## Work to be completed
Apart from the pictures, please restate every entry below exactly.

Referring expression data:
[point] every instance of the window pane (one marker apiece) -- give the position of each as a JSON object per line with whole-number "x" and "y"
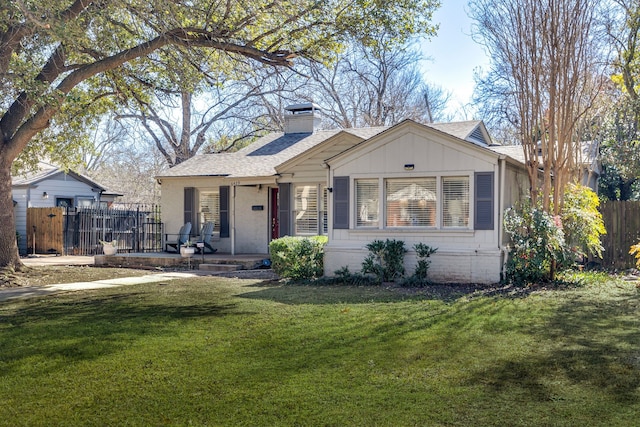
{"x": 411, "y": 202}
{"x": 455, "y": 201}
{"x": 366, "y": 202}
{"x": 306, "y": 210}
{"x": 210, "y": 208}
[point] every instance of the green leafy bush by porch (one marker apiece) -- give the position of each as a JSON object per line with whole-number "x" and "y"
{"x": 298, "y": 257}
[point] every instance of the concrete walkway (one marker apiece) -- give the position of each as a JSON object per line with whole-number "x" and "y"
{"x": 31, "y": 291}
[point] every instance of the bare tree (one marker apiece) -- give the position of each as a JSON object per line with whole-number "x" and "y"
{"x": 548, "y": 64}
{"x": 372, "y": 85}
{"x": 57, "y": 58}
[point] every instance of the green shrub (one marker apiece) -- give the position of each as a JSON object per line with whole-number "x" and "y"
{"x": 298, "y": 257}
{"x": 385, "y": 260}
{"x": 537, "y": 244}
{"x": 582, "y": 222}
{"x": 419, "y": 277}
{"x": 423, "y": 252}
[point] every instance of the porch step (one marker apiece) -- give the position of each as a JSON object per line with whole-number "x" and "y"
{"x": 221, "y": 267}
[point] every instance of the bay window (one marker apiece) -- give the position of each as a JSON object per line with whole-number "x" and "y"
{"x": 410, "y": 202}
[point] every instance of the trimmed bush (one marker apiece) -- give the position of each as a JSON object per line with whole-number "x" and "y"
{"x": 298, "y": 257}
{"x": 385, "y": 260}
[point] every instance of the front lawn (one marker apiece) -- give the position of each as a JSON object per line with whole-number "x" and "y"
{"x": 213, "y": 351}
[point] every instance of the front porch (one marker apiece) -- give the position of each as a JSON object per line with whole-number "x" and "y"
{"x": 207, "y": 262}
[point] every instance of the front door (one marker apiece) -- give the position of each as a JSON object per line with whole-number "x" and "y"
{"x": 275, "y": 226}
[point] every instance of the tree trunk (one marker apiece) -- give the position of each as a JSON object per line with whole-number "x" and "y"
{"x": 9, "y": 257}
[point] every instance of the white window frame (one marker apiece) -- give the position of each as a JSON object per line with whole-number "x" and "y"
{"x": 442, "y": 217}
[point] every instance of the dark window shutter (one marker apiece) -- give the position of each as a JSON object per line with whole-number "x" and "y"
{"x": 484, "y": 216}
{"x": 190, "y": 209}
{"x": 341, "y": 202}
{"x": 224, "y": 211}
{"x": 284, "y": 209}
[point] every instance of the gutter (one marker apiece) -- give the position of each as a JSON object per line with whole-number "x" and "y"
{"x": 504, "y": 250}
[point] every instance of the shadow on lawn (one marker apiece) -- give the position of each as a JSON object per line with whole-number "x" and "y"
{"x": 292, "y": 293}
{"x": 590, "y": 343}
{"x": 56, "y": 332}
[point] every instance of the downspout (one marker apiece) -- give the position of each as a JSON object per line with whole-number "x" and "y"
{"x": 329, "y": 206}
{"x": 504, "y": 250}
{"x": 233, "y": 219}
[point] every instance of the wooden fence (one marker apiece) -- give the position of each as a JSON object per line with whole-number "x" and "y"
{"x": 622, "y": 220}
{"x": 79, "y": 231}
{"x": 45, "y": 230}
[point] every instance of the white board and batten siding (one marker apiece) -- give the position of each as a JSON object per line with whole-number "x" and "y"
{"x": 464, "y": 254}
{"x": 58, "y": 186}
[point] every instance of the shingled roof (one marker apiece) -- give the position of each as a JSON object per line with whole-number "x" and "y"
{"x": 261, "y": 158}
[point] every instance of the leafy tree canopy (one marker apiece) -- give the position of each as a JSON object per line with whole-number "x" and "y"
{"x": 60, "y": 59}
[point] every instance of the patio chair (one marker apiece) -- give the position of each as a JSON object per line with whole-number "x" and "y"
{"x": 182, "y": 238}
{"x": 206, "y": 235}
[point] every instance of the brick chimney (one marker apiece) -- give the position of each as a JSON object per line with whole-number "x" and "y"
{"x": 301, "y": 118}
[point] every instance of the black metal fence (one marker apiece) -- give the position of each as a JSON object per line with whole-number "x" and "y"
{"x": 135, "y": 228}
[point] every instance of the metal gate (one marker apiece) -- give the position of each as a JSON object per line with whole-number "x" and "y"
{"x": 137, "y": 229}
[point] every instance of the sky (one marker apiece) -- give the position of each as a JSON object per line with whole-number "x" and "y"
{"x": 452, "y": 56}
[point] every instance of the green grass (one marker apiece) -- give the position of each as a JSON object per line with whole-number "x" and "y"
{"x": 212, "y": 351}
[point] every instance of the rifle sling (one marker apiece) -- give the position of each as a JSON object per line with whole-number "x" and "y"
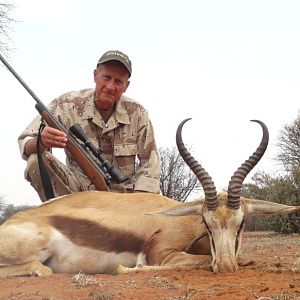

## Exercise output
[point] every instance of the window pane (one marker apiece) -- give the position of each as a JSON object per line with whole-number "x" and "y"
{"x": 411, "y": 202}
{"x": 455, "y": 201}
{"x": 366, "y": 202}
{"x": 306, "y": 210}
{"x": 210, "y": 208}
[point] every instance of the green leafy bush by porch (one marker apiece) -- give the position of each as a JSON object per line with whole-number "x" and "y"
{"x": 298, "y": 257}
[point] every instance of the concrete walkway (one marker apiece) -- give the position of each as a JSON object per line with whole-number "x" and "y"
{"x": 31, "y": 291}
[point] every instance of the bare tree (one marker apiece) -- give the position of each as a JSON object per line with whole-number "x" and "y"
{"x": 548, "y": 64}
{"x": 372, "y": 85}
{"x": 57, "y": 58}
[point] every instance of the green shrub (one marker apiece) -- give the position of each as a JSON object per line with whole-number "x" and "y"
{"x": 298, "y": 257}
{"x": 385, "y": 260}
{"x": 537, "y": 244}
{"x": 582, "y": 222}
{"x": 419, "y": 277}
{"x": 423, "y": 252}
[point] every instance of the porch step (one marker apiece) -- give the position of each as a JSON object per line with whole-number "x" and "y"
{"x": 221, "y": 267}
[point] every instance of the bay window (one marker apiece) -- give the position of each as a JSON object per line with whole-number "x" and "y"
{"x": 410, "y": 202}
[point] every instance of the trimmed bush (one marker apiece) -- give the position of each as a JSON object per line with whole-number "x" and "y"
{"x": 298, "y": 257}
{"x": 385, "y": 260}
[point] every instance of the front lawn (one marker apiece) -- give the position of each as a JSON object per line with whole-number "x" and "y"
{"x": 213, "y": 351}
[point] every instance of the front porch (one marker apiece) -- give the position of each as a JSON object per line with whole-number "x" and "y"
{"x": 207, "y": 262}
[point] every instance of the front door (one marker apiece) -- give the position of each as a JSON object per line with whole-number "x" and "y"
{"x": 275, "y": 226}
[point] every instance of the tree trunk (one marker apiece) -- give the position of each as a JSON object per line with whole-number "x" and "y"
{"x": 9, "y": 257}
[point] every instance of the white window frame (one marker apiece) -- give the position of each as a JSON object per line with whole-number "x" and "y"
{"x": 442, "y": 217}
[point] every instance of the dark window shutter (one marker apiece) -- give the position of each as a JSON object per line with whole-number "x" and "y"
{"x": 484, "y": 216}
{"x": 190, "y": 209}
{"x": 341, "y": 202}
{"x": 224, "y": 211}
{"x": 284, "y": 209}
[point] every instance of the gutter (one marker apiece) -- give the position of each as a JSON object per line with whole-number "x" and "y"
{"x": 504, "y": 250}
[point] every instance of the shadow on lawn (one marker apiece) -- give the position of each as a JSON object per line with whole-number "x" and "y"
{"x": 292, "y": 293}
{"x": 590, "y": 343}
{"x": 56, "y": 332}
[point] every instance of the downspout (one marker apiece) -- give the position of each as a JSON object per line with whole-number "x" and "y"
{"x": 329, "y": 206}
{"x": 504, "y": 250}
{"x": 233, "y": 219}
[point] every instance of the wooden fence (one marker apiece) -- give the position of each as a JSON object per line with whole-number "x" and "y"
{"x": 622, "y": 220}
{"x": 79, "y": 231}
{"x": 45, "y": 230}
[point] every instance of the white board and batten siding (one marker apiece) -- give the position of each as a JSON object per line with whole-number "x" and "y"
{"x": 464, "y": 254}
{"x": 58, "y": 186}
[point] every instance of the shingled roof (one marker apiece) -- give the position of each as a JSON object per line with whole-number "x" and "y"
{"x": 261, "y": 158}
[point] every instance of the leafy tree canopy (one marker apiece) -- give the position of each as a JSON object per line with whole-number "x" and "y"
{"x": 60, "y": 59}
[point] every instance of the patio chair (one marker apiece) -- give the position of each as a JSON object per line with whole-number "x" and "y"
{"x": 182, "y": 238}
{"x": 206, "y": 235}
[point] every instance of the brick chimney (one marker apiece) -- give the position of each as a JSON object per line with whole-number "x" and "y"
{"x": 301, "y": 118}
[point] every instance of the black metal fence (one marker apiece) -- give the position of each as a JSON object per line with whole-number "x" and "y"
{"x": 135, "y": 228}
[point] every instance of the metal gate (one marker apiece) -- give the position of each as a JSON object per line with whole-number "x" and "y"
{"x": 137, "y": 229}
[point] every instance of the sky (one marker apiece) -- give the position of each as a JSON object per line with whole-number "x" and "y"
{"x": 452, "y": 56}
[point] every instance of the green grass (one marker apiece) -- give the position of each as a JSON object per line with whole-number "x" and "y"
{"x": 212, "y": 351}
[point] every instance of the rifle sling (one marker apiece) -- give the position of each as a JSON object per line with whole-number "x" and "y"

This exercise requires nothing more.